**EXTRAIT DE LA PAGE**

Pour la première fois depuis 2012, le Guide suprême iranien, Ali Khamenei, a pris la parole le 17 janvier lors de la prière hebdomadaire à la grande mosquée de Téhéran. Ce sermon était très attendu car l’ayatollah rompait une sorte de silence religieux qui durait depuis huit ans ; c’est ce qu’on appellerait en France avoir la parole rare.
Les circonstances particulières que traverse l’Iran justifient bien sûr une prise de parole aussi exceptionnelle. Mais ceux qui espéraient un changement de cap dans la théocratie chiite ont été déçus. Comme l’on pouvait d’ailleurs s’y attendre, Khamenei en 1 h 30 de langue de bois très convenue, a énuméré les poncifs habituels aux Gardiens de la Révolution.

**CONSIGNE**
D'après l'extrait de la page, à quelle date Ali Khamenei a-t-il pris la parole lors de la prière hebdomadaire à la grande mosquée de Téhéran ?

**DONNÉES FOURNIES**

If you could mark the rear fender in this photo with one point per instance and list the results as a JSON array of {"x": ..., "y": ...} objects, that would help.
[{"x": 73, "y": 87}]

**RÉPONSE COMPLÈTE**
Le 17 janvier.